Document passage section start

The Government has announced new plans that could see all dog owners in England and Wales having to take out compulsory third-party insurance for their pets to cover compensation claims.
Online PR News – 15-April-2010 – – The Government has announced new plans that could see all dog owners in England and Wales having to take out compulsory third-party insurance for their pets to cover compensation claims.
In a bid to crack down on “dangerous dog” breeds, owners will have to insure their pets so that the victims of any attack by their dog can be properly compensated for their personal injury.
The 1991 Dangerous Dogs Act bans the ownership of four breeds of dog in Britain; the pit bull terrier, the Japanese tosa, the dogo Artentino and the fila Brasiliero. The Act also gives police the right to deal with any breed of dog that becomes out of control in a public place.
Along with compulsory dog insurance, the Government has also suggested amending the 1991 Act to cover dog attacks that occur on private property, such as a person’s home.

Document passage section end
Source material section start

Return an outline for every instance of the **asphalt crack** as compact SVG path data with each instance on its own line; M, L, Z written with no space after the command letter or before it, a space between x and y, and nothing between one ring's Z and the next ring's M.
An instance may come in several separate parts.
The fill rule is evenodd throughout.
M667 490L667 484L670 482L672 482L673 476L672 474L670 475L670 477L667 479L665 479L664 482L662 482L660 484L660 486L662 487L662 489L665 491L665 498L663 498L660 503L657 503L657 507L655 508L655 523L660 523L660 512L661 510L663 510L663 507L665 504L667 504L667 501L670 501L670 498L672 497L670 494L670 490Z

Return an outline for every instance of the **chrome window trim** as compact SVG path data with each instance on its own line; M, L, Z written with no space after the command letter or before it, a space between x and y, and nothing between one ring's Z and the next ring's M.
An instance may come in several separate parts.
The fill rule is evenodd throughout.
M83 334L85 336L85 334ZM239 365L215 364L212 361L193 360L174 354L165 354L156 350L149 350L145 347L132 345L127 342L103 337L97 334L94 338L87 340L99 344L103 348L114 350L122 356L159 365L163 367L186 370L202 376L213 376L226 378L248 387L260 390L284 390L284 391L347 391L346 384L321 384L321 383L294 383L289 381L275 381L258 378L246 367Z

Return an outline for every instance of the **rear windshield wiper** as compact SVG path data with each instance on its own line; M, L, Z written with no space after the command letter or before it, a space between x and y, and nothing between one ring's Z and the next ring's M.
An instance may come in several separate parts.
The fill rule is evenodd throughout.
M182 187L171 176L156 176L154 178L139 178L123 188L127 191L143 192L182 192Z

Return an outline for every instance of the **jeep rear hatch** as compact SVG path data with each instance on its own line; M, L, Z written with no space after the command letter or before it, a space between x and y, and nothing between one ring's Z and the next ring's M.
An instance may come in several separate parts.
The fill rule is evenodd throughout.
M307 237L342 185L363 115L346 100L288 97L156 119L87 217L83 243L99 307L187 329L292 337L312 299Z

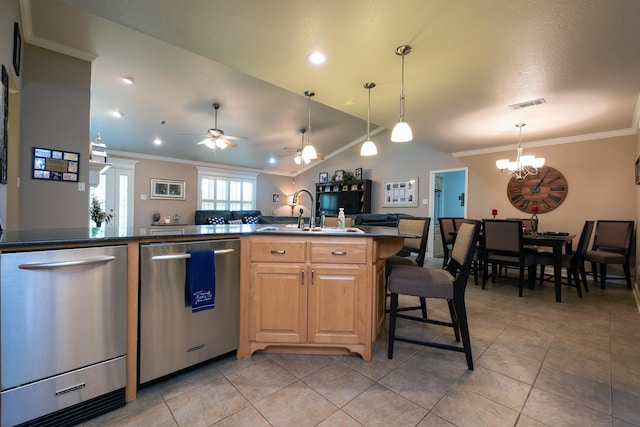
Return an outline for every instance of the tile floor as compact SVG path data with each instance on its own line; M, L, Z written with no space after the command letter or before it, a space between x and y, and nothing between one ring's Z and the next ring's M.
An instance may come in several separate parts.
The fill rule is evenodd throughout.
M433 265L441 260L432 259ZM591 282L592 283L592 282ZM470 282L475 370L464 355L396 343L359 356L227 357L143 388L84 426L640 426L640 314L622 281L579 299L551 284ZM402 302L402 300L401 300ZM412 302L412 301L411 301ZM432 317L446 305L428 303ZM447 328L408 325L451 340Z

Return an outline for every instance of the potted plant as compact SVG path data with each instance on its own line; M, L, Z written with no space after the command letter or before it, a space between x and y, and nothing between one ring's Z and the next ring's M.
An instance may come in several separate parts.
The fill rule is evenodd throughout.
M111 218L113 218L113 214L111 212L113 212L113 209L110 209L109 212L105 212L102 210L102 207L100 207L100 201L97 197L94 197L91 200L89 217L93 222L96 223L96 227L101 227L103 222L106 222L108 224L109 221L111 221Z

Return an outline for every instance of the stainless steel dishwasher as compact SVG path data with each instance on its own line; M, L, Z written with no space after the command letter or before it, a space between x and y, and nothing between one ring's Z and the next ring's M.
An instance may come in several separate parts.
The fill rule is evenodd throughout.
M215 308L185 303L189 251L215 252ZM140 245L138 383L144 384L238 348L240 240Z
M3 253L0 285L2 426L124 405L126 246Z

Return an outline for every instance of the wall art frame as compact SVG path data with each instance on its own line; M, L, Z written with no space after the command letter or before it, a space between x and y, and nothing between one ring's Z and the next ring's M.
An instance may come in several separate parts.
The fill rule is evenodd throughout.
M48 181L78 182L80 153L33 147L31 178Z
M186 181L176 181L171 179L151 178L151 199L159 200L185 200Z
M2 66L2 80L0 83L0 184L7 183L7 146L9 144L9 74Z
M384 181L382 207L418 207L418 178Z

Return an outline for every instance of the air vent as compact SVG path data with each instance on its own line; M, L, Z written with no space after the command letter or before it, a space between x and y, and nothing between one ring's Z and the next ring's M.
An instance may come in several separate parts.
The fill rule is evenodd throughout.
M509 105L512 110L519 110L521 108L533 107L534 105L546 104L547 101L544 98L532 99L531 101L519 102L517 104Z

Source material section end

▶ _Study questions_
• a. According to the article on compulsory dog insurance, why would owners have to insure their pets?
• b. Carry on the article about compulsory dog insurance from where it stops.

▶ _Numbered answers_
• a. Owners would have to insure their pets so that anyone attacked by their dog can be properly compensated for their personal injury. The plan is part of a crackdown on "dangerous dog" breeds.

• b.
Home Secretary Alan Johnson has hit out at the practice of people keeping dogs for the sole purpose of intimidating others. He said: “What most dog owners recognise is that what’s going on is cruelty to animals. Other dogs are being treated abysmally because of this fashion for ‘status dogs’, which has been the main issue over the last five or six years.”
More than a hundred people a week are admitted to hospital in Britain as a result of a dog attack. The majority of these have been injured whilst visiting a private property as part of their job duties, including postal workers and electricians.
Billy Hayes, General Secretary of the Communication Workers Union (CWU) said: “This reform cannot come soon enough. Thousands of our members are attacked at work every year.”